**Written task A:**
In the forum thread, how many posts does Roland have?

** Begin Provided text **

Jump to content

Why Elo Doesn't Work Here


633 replies to this topic

#101 Unleashed3k

    Member

  • PipPipPipPipPipPipPip
  • Death Star
  • Death Star
  • 525 posts
  • LocationGermany

Posted 23 January 2014 - 08:16 AM

View PostArtgathan, on 23 January 2014 - 08:07 AM, said:


Yes. I know it seems counter-intuitive, but it apparently is true (based on the stats you presented). Consider an infantry section attack:

Your section is taking enemy fire, but you can't locate the enemy. Your section commander orders you to take a bound so that they can determine the enemy's location. During your bound you get shot, but the rest of your section is able to locate and destroy the enemy. Did your section win? Yes. Does it suck to be you in this scenario? Yes.

Helping your team doesn't always mean "being a bada**". Sometimes the way you help is more subtle.


he probably means that dmg/assist/kill/uav/tag etc should be considered as well to deterine players skills and match them together in a better way?

#102 Roland

    Member

  • PipPipPipPipPipPipPipPipPipPip
  • 8,260 posts

Posted 23 January 2014 - 08:16 AM

View PostMustrumRidcully, on 23 January 2014 - 02:53 AM, said:

But a virtual player for 12 man groups is ... impractical. Too many virtual players, not enough data per virtual player.
maybe one could try it for 4 man groups and have the match-maker first to recreate "known" teams (okay, stjobe, DocBac, Sandpit and Varent in the queue? They've played before, I'll try to put them together). and then match these known teams Elo scores.

** End Provided text **
** Begin Recorded data **

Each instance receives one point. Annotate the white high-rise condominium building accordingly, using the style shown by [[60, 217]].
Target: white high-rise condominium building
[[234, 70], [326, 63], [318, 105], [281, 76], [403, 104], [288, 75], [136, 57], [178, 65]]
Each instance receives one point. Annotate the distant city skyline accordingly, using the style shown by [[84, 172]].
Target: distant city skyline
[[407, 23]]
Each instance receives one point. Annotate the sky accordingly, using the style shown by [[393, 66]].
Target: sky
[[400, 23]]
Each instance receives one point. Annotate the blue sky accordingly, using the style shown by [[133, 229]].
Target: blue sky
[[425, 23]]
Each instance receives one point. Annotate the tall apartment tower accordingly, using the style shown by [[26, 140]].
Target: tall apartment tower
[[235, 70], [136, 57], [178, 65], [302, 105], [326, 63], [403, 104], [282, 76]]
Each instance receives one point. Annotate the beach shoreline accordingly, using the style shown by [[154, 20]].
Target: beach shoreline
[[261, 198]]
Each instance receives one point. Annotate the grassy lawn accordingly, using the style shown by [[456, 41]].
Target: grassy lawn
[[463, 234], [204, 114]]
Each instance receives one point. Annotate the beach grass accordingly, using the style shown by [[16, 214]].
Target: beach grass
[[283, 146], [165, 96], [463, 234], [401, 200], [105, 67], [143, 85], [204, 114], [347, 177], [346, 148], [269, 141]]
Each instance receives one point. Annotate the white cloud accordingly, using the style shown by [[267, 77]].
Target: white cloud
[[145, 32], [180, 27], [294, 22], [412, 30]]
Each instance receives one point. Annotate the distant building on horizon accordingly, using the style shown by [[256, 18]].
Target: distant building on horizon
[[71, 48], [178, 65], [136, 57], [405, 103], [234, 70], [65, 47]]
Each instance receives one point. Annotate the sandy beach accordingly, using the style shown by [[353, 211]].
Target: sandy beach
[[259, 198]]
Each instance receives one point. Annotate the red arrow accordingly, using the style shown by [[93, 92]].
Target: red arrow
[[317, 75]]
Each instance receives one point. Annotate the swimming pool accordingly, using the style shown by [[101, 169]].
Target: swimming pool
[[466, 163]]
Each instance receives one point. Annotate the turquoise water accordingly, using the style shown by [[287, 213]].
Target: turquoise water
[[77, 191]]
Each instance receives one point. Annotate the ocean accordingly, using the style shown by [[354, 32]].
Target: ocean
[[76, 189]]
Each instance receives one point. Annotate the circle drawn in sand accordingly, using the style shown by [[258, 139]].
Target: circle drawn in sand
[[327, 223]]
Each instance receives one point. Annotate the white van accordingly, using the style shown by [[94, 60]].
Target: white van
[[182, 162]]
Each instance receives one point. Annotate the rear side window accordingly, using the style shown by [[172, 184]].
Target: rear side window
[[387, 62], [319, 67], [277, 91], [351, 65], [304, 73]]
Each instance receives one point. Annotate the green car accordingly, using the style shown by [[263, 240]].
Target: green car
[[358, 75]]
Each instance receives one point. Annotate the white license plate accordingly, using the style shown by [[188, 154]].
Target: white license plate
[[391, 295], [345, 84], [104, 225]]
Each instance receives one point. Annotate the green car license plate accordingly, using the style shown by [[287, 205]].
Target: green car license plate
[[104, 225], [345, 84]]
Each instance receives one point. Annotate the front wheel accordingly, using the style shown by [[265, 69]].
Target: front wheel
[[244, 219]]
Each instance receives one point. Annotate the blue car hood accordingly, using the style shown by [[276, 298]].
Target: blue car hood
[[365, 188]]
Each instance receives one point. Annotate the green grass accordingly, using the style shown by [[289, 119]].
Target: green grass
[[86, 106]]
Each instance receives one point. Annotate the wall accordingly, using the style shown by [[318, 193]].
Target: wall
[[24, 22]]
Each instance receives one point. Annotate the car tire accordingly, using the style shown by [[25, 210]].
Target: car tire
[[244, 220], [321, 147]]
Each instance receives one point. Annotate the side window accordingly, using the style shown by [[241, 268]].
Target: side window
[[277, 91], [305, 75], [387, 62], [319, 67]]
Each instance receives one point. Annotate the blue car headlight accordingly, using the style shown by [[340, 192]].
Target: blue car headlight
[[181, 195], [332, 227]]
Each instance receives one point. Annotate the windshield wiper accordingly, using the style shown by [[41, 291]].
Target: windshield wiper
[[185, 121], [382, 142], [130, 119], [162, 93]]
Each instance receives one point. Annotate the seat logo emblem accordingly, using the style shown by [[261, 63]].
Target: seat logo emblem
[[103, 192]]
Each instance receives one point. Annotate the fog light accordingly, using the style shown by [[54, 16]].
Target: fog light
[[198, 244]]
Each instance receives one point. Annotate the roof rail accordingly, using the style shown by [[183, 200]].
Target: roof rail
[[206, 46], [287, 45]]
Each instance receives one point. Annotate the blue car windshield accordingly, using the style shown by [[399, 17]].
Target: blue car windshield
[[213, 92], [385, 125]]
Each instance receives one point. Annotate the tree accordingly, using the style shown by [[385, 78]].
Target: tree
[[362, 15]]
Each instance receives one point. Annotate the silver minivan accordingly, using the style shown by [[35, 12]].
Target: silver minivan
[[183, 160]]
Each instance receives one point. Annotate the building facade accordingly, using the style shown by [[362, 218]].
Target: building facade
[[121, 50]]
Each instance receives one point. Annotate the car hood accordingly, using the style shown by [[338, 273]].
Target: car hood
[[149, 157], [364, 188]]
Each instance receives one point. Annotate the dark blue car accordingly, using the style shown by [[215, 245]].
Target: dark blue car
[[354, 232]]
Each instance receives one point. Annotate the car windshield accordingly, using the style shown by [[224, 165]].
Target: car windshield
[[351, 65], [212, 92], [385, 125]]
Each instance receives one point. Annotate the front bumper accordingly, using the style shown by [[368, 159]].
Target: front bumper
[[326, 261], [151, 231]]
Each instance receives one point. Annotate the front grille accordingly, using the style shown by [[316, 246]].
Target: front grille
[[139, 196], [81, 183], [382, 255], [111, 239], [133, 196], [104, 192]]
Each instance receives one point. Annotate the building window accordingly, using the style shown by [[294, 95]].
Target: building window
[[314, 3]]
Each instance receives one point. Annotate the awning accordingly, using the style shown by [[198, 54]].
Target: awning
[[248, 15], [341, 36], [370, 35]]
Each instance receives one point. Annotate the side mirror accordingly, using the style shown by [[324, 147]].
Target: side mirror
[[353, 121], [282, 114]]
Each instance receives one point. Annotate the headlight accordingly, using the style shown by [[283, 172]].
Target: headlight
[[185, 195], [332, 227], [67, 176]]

** End Recorded data **

**Written task B:**
Rescale the entries starting with the line that contains "Each instance receives one point. Annotate the front wheel" and going on through the line that contains "[[277, 91], [305, 75], [387, 62], [319, 67]]". Give only those lines again, requests included, multiplying every point coordinate in the answers by 2.45 and rounding to whole numbers with halves rounded up, while leaving the coordinates in the requests unchanged.

**Complete answer A:**
8,260 posts

**Complete answer B:**
Each instance receives one point. Annotate the front wheel accordingly, using the style shown by [[265, 69]].
Target: front wheel
[[598, 537]]
Each instance receives one point. Annotate the blue car hood accordingly, using the style shown by [[276, 298]].
Target: blue car hood
[[894, 461]]
Each instance receives one point. Annotate the green grass accordingly, using the style shown by [[289, 119]].
Target: green grass
[[211, 260]]
Each instance receives one point. Annotate the wall accordingly, using the style shown by [[318, 193]].
Target: wall
[[59, 54]]
Each instance receives one point. Annotate the car tire accordingly, using the style shown by [[25, 210]].
Target: car tire
[[598, 539], [786, 360]]
Each instance receives one point. Annotate the side window accordingly, using the style shown by [[241, 268]].
Target: side window
[[679, 223], [747, 184], [948, 152], [782, 164]]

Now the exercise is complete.